Passage given
- Promotion: Major League Wrestling
- Date: April 12, 2018
- City: Orlando, Florida
- Venue: Gilt Nightclub
- Attendance: 300

Event chronology
| ← Previous Spring Break | Next → Intimidation Games |

= MLW The World Championship Finals =

2018 Major League Wrestling event

The World Championship Finals was a professional wrestling event produced by Major League Wrestling (MLW), which took place on April 12, 2018 at the Gilt Nightclub in Orlando, Florida. The event served as a television taping for the promotion's newly-launched television series, MLW Fusion, which would premiere on beIN Sports USA later that month on April 20.

The event was named after its main event, the final round match of a tournament for the reinstated MLW World Heavyweight Championship between Shane Strickland and Matt Riddle, which Strickland won. In other prominent matches on the card, Jimmy Havoc defeated Joey Janela in a Bogus Adventure match, Sami Callihan defeated MVP, Tom Lawlor defeated A. C. H. and Pentagón Jr. defeated Fénix to become the #1 contender for the World Heavyweight Championship.

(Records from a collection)
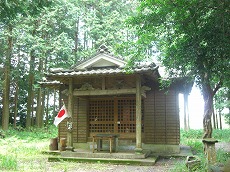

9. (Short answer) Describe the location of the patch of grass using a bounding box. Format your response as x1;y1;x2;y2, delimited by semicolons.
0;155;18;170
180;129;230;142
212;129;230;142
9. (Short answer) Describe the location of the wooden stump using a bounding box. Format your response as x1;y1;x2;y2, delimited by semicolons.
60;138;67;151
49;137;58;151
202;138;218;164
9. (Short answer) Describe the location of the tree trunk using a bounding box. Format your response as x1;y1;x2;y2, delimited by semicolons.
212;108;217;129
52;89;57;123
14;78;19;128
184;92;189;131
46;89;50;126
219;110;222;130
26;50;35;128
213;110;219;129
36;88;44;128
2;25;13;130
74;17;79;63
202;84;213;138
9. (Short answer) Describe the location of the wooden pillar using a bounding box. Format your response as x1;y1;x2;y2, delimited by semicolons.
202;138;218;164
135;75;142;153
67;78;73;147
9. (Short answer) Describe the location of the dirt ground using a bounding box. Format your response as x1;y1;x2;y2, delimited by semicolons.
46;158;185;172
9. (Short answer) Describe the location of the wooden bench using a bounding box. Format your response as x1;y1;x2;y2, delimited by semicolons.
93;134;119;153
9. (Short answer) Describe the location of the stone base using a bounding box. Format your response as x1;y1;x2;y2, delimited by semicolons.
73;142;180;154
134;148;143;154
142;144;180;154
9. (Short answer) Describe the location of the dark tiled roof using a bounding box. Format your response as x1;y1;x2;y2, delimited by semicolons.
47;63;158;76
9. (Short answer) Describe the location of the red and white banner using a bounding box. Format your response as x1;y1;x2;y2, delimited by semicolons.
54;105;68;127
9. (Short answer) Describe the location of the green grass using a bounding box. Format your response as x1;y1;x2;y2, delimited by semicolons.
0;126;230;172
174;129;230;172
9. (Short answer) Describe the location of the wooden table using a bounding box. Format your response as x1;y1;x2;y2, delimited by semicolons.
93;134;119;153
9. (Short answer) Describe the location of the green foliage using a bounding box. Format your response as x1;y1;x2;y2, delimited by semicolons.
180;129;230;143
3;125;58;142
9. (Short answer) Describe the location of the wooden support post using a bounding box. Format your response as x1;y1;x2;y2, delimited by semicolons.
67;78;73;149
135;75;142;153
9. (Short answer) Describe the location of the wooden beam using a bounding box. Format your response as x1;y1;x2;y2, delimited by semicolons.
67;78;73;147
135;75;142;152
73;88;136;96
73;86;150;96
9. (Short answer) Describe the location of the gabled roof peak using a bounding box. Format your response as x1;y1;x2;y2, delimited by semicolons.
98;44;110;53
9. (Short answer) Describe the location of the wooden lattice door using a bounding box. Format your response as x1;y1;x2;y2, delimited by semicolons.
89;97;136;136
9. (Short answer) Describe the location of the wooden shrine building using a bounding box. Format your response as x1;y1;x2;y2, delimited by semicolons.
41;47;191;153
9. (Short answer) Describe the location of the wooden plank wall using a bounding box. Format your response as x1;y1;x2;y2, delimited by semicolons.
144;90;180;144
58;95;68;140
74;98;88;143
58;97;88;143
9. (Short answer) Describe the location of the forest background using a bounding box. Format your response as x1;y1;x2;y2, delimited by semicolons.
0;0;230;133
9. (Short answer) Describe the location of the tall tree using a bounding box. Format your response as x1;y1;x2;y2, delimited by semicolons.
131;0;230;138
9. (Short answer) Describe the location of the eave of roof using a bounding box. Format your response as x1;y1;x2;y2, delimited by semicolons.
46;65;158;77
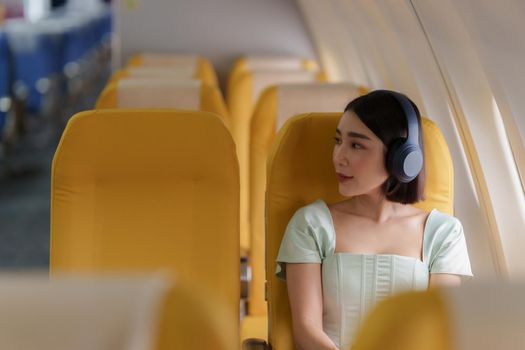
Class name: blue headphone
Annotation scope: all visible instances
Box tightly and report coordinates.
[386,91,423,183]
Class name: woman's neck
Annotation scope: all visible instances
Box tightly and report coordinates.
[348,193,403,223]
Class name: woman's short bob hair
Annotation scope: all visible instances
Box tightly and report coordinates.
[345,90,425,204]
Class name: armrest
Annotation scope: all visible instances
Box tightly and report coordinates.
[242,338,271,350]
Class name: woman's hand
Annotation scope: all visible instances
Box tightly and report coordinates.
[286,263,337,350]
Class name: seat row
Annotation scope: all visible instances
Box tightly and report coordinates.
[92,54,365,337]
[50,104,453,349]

...

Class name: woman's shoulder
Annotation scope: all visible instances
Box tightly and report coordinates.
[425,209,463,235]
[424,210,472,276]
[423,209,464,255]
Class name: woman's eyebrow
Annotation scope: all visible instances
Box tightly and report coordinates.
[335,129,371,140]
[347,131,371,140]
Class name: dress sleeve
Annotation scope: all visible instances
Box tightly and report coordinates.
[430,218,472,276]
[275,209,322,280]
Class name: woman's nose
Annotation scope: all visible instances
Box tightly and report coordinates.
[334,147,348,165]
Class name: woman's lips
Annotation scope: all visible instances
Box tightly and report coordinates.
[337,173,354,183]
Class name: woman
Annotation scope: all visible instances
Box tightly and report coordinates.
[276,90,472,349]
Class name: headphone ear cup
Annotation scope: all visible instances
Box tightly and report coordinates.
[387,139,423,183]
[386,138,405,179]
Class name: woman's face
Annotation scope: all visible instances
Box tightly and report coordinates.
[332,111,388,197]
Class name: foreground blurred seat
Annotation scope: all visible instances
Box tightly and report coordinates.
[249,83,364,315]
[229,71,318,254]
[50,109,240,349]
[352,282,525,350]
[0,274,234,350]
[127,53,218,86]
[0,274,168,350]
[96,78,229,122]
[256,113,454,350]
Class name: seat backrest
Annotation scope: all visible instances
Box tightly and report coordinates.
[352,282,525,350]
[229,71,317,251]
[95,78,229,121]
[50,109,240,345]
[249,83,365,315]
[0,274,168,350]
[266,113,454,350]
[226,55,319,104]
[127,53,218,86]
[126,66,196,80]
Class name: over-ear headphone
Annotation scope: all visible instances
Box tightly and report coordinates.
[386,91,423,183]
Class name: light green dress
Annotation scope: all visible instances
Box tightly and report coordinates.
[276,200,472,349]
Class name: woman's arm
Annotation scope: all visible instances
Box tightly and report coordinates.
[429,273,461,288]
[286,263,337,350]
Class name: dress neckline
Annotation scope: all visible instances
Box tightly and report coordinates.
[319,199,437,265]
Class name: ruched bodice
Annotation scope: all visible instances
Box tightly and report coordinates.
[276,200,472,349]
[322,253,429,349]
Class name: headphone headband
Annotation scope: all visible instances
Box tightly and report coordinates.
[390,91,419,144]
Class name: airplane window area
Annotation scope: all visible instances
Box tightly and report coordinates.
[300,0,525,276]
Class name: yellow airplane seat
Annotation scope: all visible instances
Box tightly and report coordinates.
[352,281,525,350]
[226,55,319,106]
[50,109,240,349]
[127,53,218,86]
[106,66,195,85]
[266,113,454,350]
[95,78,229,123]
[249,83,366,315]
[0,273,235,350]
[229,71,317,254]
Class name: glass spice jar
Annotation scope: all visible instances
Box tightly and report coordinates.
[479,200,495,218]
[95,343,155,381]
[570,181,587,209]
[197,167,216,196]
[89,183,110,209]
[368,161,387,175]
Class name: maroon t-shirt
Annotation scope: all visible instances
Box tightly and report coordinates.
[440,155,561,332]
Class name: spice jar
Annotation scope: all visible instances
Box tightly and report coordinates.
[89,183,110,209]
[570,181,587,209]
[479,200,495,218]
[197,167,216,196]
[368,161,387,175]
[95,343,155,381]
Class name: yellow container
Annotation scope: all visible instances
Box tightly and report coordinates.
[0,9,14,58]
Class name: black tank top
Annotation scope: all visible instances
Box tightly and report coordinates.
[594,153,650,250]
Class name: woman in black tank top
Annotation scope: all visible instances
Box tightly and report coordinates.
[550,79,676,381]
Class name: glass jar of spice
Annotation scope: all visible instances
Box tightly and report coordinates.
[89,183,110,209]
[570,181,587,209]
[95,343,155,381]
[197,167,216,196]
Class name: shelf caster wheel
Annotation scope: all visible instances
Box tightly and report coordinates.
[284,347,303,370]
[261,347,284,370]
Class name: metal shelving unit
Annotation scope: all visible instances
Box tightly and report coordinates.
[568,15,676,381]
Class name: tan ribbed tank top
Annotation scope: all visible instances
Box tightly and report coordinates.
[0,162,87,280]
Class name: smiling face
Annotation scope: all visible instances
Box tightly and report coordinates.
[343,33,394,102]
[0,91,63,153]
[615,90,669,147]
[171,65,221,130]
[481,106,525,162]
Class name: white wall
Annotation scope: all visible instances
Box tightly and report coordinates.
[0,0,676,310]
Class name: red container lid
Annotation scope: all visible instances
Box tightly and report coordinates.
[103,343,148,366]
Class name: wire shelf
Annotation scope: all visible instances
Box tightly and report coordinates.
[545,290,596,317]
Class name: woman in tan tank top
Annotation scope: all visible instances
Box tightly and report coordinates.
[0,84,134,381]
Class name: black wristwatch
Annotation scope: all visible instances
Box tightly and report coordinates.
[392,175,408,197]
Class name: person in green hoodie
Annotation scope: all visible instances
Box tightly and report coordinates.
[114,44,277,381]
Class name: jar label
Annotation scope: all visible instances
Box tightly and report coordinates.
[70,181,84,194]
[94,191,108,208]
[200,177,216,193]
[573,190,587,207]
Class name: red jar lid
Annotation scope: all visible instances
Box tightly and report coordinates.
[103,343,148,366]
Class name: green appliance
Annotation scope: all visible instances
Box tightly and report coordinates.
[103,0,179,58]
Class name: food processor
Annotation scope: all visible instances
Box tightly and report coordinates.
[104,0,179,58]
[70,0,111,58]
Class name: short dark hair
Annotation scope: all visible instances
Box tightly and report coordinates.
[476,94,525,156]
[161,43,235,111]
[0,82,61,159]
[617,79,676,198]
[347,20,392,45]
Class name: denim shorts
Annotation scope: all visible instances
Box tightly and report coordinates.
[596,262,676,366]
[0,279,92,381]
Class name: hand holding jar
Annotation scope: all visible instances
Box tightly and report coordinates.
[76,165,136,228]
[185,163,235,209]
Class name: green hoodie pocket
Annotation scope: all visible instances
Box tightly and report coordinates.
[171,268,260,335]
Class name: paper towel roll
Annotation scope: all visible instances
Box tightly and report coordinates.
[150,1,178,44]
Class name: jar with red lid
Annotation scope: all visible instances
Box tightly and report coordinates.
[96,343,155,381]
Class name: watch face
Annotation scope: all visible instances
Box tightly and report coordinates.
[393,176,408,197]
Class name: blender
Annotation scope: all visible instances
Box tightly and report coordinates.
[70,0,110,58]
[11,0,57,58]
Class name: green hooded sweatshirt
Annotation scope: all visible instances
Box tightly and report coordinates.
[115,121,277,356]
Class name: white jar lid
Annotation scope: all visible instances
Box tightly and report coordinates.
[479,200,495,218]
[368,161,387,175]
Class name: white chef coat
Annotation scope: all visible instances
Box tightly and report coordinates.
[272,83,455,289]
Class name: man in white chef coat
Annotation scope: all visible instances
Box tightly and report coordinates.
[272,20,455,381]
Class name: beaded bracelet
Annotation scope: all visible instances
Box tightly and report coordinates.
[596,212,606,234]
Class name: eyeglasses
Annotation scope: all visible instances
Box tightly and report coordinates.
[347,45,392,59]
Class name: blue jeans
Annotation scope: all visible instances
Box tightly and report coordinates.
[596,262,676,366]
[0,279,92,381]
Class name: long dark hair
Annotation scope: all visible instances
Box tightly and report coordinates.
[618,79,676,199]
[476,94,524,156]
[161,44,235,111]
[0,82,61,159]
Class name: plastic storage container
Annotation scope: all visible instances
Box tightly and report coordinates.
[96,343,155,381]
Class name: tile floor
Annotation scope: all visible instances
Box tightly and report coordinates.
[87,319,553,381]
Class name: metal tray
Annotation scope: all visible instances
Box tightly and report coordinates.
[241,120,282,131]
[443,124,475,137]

---

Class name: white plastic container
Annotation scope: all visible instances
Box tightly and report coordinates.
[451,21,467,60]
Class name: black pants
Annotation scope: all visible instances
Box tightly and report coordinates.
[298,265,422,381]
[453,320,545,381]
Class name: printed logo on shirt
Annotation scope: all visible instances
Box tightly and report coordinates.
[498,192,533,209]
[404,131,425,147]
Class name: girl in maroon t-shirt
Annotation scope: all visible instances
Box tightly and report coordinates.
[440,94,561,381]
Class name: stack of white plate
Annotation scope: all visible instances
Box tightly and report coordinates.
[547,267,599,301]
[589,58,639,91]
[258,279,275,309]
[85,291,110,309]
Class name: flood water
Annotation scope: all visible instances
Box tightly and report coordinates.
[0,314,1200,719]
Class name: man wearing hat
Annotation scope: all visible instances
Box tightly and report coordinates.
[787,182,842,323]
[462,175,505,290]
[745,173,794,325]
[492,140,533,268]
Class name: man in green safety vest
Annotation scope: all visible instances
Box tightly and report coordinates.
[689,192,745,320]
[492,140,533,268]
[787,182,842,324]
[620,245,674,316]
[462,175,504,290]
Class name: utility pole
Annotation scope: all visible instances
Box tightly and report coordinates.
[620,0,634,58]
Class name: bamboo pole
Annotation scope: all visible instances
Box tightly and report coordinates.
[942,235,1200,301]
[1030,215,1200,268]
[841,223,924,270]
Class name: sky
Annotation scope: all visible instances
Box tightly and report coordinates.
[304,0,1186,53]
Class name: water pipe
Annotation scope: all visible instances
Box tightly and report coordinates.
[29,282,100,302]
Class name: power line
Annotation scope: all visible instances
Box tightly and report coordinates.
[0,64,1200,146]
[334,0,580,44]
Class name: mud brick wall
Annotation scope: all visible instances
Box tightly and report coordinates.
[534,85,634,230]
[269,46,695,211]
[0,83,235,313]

Tasks
#1 Answer these questions using the World Championship Finals text:
(a) What attendance figure is listed for the event?
(b) On what date and network was MLW Fusion set to premiere?
(c) Which wrestler became the #1 contender for the World Heavyweight Championship?
#2 In the World Championship Finals text, turn the paragraph beginning "The event was named after its main event" into a bulleted list that keeps its main facts.
#3 Extract the passage of the World Championship Finals text that starts at "- Promotion: Major" and ends at "on April 20.".
This data has no connection to the World Championship Finals text.

Correct answers
#1
(a) 300
(b) April 20, on beIN Sports USA
(c) Pentagón Jr.

#2
- The event took its name from its main event, the tournament final for the reinstated MLW World Heavyweight Championship.
- Shane Strickland defeated Matt Riddle in that final.
- Jimmy Havoc defeated Joey Janela in a Bogus Adventure match.
- Sami Callihan defeated MVP.
- Tom Lawlor defeated A. C. H.
- Pentagón Jr. defeated Fénix to become the #1 contender for the World Heavyweight Championship.

#3
- Promotion: Major League Wrestling
- Date: April 12, 2018
- City: Orlando, Florida
- Venue: Gilt Nightclub
- Attendance: 300

Event chronology
| ← Previous Spring Break | Next → Intimidation Games |

= MLW The World Championship Finals =

2018 Major League Wrestling event

The World Championship Finals was a professional wrestling event produced by Major League Wrestling (MLW), which took place on April 12, 2018 at the Gilt Nightclub in Orlando, Florida. The event served as a television taping for the promotion's newly-launched television series, MLW Fusion, which would premiere on beIN Sports USA later that month on April 20.